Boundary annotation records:
◇ ◇ ◇ ◇ ◇ ◇ ◇

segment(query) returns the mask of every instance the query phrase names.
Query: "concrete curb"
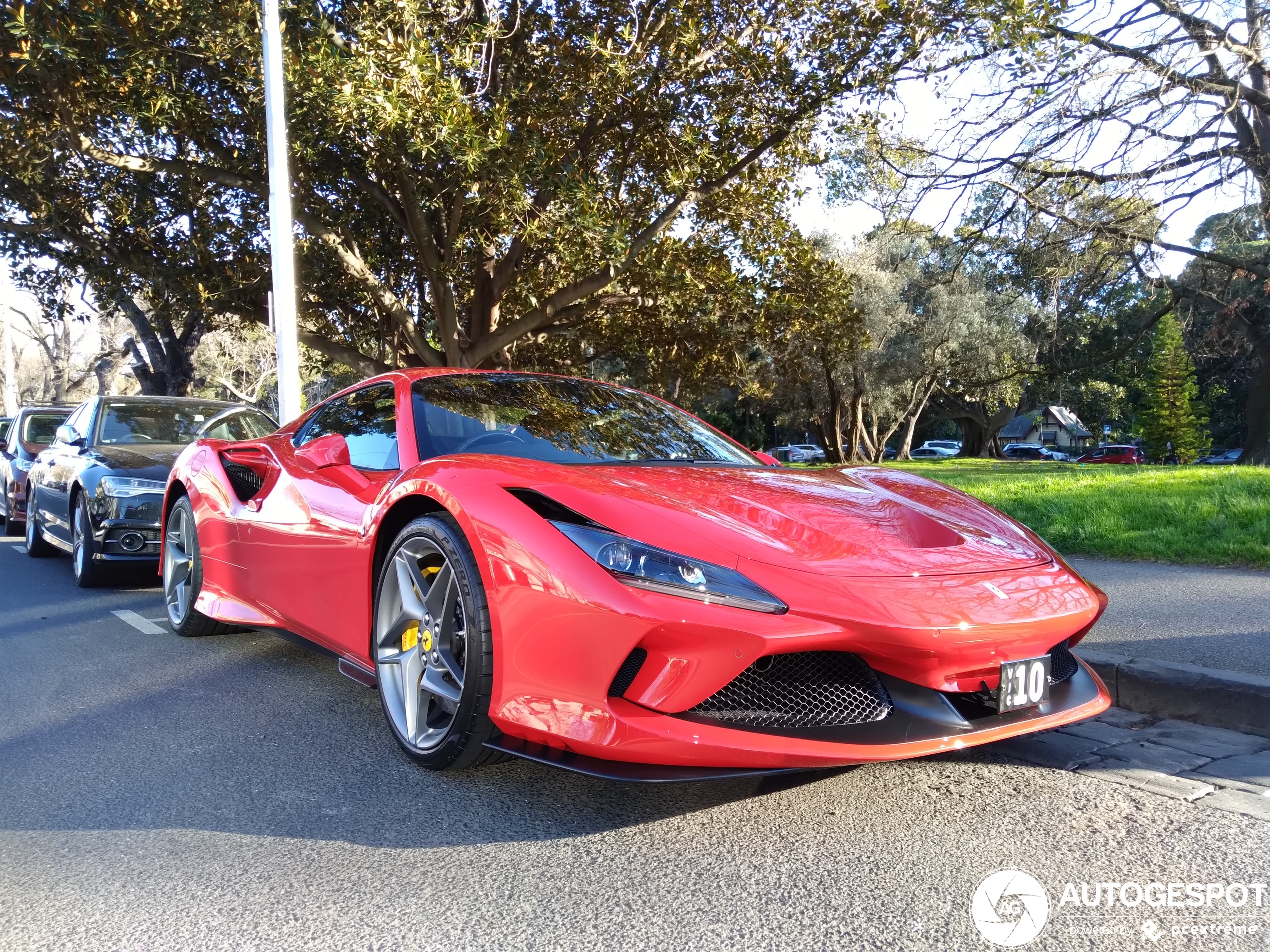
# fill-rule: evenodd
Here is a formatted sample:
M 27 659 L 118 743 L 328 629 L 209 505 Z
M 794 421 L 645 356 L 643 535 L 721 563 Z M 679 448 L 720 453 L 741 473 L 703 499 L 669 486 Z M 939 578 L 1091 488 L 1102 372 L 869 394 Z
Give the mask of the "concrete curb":
M 1118 707 L 1270 737 L 1270 678 L 1083 646 L 1074 651 L 1106 682 Z

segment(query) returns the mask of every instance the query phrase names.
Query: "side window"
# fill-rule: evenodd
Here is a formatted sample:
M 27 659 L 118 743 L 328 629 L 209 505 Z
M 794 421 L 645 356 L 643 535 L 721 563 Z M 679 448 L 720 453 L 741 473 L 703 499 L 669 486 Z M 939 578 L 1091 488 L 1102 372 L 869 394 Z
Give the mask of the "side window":
M 80 404 L 77 407 L 75 407 L 75 411 L 66 418 L 66 425 L 74 426 L 75 432 L 79 433 L 81 437 L 88 435 L 88 420 L 91 411 L 93 411 L 91 402 Z
M 367 387 L 334 400 L 305 428 L 300 446 L 339 433 L 358 470 L 399 470 L 396 392 L 391 383 Z

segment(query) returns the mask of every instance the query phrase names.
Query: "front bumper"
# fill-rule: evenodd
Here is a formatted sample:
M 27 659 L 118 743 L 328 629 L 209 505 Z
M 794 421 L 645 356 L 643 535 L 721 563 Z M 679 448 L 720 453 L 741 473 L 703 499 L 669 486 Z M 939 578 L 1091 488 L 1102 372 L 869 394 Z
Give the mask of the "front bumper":
M 159 514 L 163 494 L 138 496 L 97 495 L 89 503 L 98 562 L 154 562 L 159 559 L 163 529 Z M 137 547 L 140 545 L 140 547 Z
M 960 750 L 1083 721 L 1111 704 L 1106 685 L 1083 661 L 1068 680 L 1052 685 L 1046 703 L 984 717 L 964 716 L 946 692 L 890 675 L 881 678 L 894 702 L 893 712 L 880 721 L 841 727 L 738 729 L 688 713 L 660 713 L 624 698 L 610 698 L 607 711 L 535 712 L 544 727 L 550 726 L 552 715 L 589 713 L 573 721 L 575 730 L 569 736 L 526 730 L 523 718 L 499 726 L 511 736 L 602 760 L 814 769 Z
M 140 519 L 104 519 L 94 531 L 97 551 L 93 560 L 98 562 L 155 562 L 159 560 L 159 523 Z M 145 539 L 140 550 L 128 551 L 136 545 L 136 537 Z

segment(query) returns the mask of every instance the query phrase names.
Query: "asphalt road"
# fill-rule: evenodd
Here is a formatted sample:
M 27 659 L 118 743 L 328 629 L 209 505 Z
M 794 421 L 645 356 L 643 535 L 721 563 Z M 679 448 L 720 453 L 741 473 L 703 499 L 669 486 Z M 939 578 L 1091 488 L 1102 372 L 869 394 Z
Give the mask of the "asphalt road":
M 1270 821 L 980 748 L 671 787 L 432 774 L 375 692 L 264 633 L 183 640 L 0 541 L 0 948 L 989 948 L 975 885 L 1049 895 L 1029 949 L 1265 949 L 1270 895 L 1060 905 L 1067 882 L 1267 882 Z M 142 627 L 149 627 L 142 625 Z M 1238 925 L 1248 935 L 1173 937 Z M 1154 928 L 1154 927 L 1153 927 Z M 1095 934 L 1120 929 L 1120 933 Z M 1148 947 L 1152 944 L 1147 942 Z
M 1270 675 L 1270 571 L 1071 562 L 1110 599 L 1087 646 Z

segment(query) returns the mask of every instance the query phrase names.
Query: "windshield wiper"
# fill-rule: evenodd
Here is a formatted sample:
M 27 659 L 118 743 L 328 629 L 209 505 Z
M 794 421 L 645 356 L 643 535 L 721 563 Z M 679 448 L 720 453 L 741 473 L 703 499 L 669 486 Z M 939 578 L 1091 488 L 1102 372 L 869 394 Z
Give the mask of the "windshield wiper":
M 706 463 L 715 466 L 749 466 L 749 463 L 734 459 L 709 459 L 693 456 L 641 456 L 638 459 L 593 459 L 593 466 L 692 466 Z

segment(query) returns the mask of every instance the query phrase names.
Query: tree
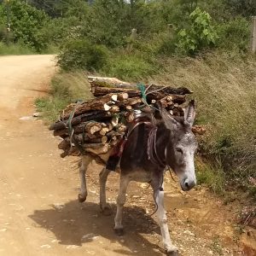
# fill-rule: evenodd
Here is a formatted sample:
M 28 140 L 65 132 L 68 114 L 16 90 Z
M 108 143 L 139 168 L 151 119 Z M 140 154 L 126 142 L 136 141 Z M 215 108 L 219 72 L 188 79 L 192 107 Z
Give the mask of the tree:
M 44 38 L 44 28 L 49 17 L 44 11 L 18 0 L 6 3 L 1 11 L 4 23 L 9 22 L 14 43 L 21 42 L 37 51 L 47 46 L 48 38 Z

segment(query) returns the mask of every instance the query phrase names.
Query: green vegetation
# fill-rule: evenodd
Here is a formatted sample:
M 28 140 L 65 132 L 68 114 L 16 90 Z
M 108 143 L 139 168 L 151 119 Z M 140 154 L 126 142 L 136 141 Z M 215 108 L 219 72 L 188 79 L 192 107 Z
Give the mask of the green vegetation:
M 90 96 L 85 71 L 189 87 L 196 122 L 208 127 L 200 138 L 199 181 L 256 197 L 256 61 L 248 54 L 254 2 L 2 1 L 0 55 L 58 52 L 50 96 L 37 102 L 51 120 Z
M 89 83 L 81 72 L 60 73 L 52 79 L 49 96 L 36 100 L 38 111 L 47 123 L 56 120 L 69 103 L 91 97 Z

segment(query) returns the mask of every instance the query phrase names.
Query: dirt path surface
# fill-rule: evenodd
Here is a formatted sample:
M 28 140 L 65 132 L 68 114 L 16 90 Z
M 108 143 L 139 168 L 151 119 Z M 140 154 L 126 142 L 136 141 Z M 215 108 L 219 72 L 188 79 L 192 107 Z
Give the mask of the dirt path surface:
M 55 72 L 52 55 L 0 57 L 0 255 L 164 255 L 147 184 L 129 187 L 125 235 L 117 237 L 113 215 L 99 211 L 100 167 L 91 165 L 87 201 L 79 203 L 77 159 L 61 159 L 58 139 L 42 121 L 24 118 Z M 113 212 L 118 181 L 111 173 L 107 183 Z M 181 192 L 169 176 L 166 183 L 169 227 L 181 255 L 255 255 L 236 242 L 233 214 L 220 201 L 204 188 Z

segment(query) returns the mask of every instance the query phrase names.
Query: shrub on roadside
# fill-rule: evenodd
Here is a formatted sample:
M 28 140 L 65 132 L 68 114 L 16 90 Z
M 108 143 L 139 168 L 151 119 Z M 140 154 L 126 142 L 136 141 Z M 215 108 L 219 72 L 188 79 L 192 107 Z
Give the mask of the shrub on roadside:
M 196 8 L 189 15 L 191 26 L 177 33 L 177 47 L 181 52 L 194 54 L 198 50 L 216 45 L 218 35 L 212 24 L 212 17 Z
M 64 44 L 57 56 L 58 65 L 66 71 L 99 70 L 108 61 L 108 50 L 103 45 L 85 39 L 71 39 Z

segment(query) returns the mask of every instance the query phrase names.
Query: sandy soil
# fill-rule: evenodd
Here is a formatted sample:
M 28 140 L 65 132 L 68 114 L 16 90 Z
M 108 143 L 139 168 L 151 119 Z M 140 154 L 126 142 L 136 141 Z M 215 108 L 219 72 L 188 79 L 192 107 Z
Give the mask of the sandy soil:
M 61 159 L 59 140 L 31 117 L 34 98 L 55 72 L 53 58 L 0 57 L 0 255 L 164 255 L 146 184 L 129 188 L 121 237 L 113 231 L 113 215 L 99 211 L 94 163 L 87 201 L 77 201 L 77 159 Z M 111 173 L 107 183 L 113 212 L 118 181 Z M 241 243 L 234 231 L 234 209 L 205 188 L 183 193 L 170 176 L 166 183 L 170 231 L 181 255 L 256 255 L 245 247 L 255 245 L 253 233 Z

◇ ◇ ◇ ◇ ◇ ◇ ◇

Rename "mask" to "outline" in the data, starting at the beginning and ending at the line that contains "M 140 519 L", with everything else unchanged. Omit the pictures from your answer.

Finished exercise »
segment(query) returns the outline of every instance the query phrase names.
Query: "concrete curb"
# fill-rule: evenodd
Here is a formatted sample:
M 27 659 L 118 743 L 328 629 L 209 505 Z
M 794 421 L 645 356 L 643 535 L 721 563 Z M 679 448 L 720 453 L 741 473 L 703 499 L 669 486 Z M 939 578 L 1091 488 L 1102 372 L 869 394 Z
Give the outline of the "concrete curb":
M 1118 707 L 1270 737 L 1270 678 L 1083 646 L 1074 651 L 1106 682 Z

segment(query) returns the outline of every instance the query phrase names.
Query: "side window"
# fill-rule: evenodd
Here is a formatted sample:
M 27 659 L 118 743 L 328 629 L 209 505 Z
M 794 421 L 645 356 L 643 535 L 721 563 Z M 679 448 L 720 453 L 741 473 L 703 499 L 669 486 Z M 939 578 L 1091 488 L 1102 372 L 869 394 Z
Give the outline of the "side window":
M 80 404 L 77 407 L 75 407 L 75 411 L 66 418 L 66 425 L 74 426 L 75 432 L 79 433 L 81 437 L 88 435 L 88 420 L 91 411 L 93 411 L 91 402 Z
M 367 387 L 334 400 L 305 428 L 300 446 L 339 433 L 358 470 L 399 470 L 396 392 L 391 383 Z

segment(query) returns the outline of every instance the query phrase names.
Query: "front bumper"
# fill-rule: evenodd
Here is a formatted sample:
M 27 659 L 118 743 L 328 629 L 209 505 Z
M 794 421 L 645 356 L 643 535 L 721 563 Z M 679 448 L 720 453 L 741 473 L 703 499 L 669 486 Z M 939 578 L 1091 488 L 1102 372 L 869 394 Z
Give the outline of the "front bumper":
M 159 514 L 163 494 L 138 496 L 97 495 L 89 503 L 98 562 L 154 562 L 159 559 L 163 529 Z M 137 547 L 140 545 L 140 547 Z
M 960 750 L 1083 721 L 1111 704 L 1106 685 L 1083 661 L 1068 680 L 1052 685 L 1046 703 L 984 717 L 964 716 L 946 692 L 890 675 L 881 678 L 894 702 L 893 712 L 880 721 L 841 727 L 738 729 L 688 713 L 660 713 L 624 698 L 610 698 L 607 711 L 535 712 L 544 727 L 550 726 L 552 715 L 589 713 L 573 721 L 575 730 L 569 736 L 526 730 L 523 718 L 499 726 L 511 736 L 602 760 L 814 769 Z
M 140 519 L 104 519 L 94 531 L 97 551 L 93 560 L 98 562 L 155 562 L 159 560 L 159 523 Z M 145 539 L 140 550 L 128 551 L 136 545 L 136 537 Z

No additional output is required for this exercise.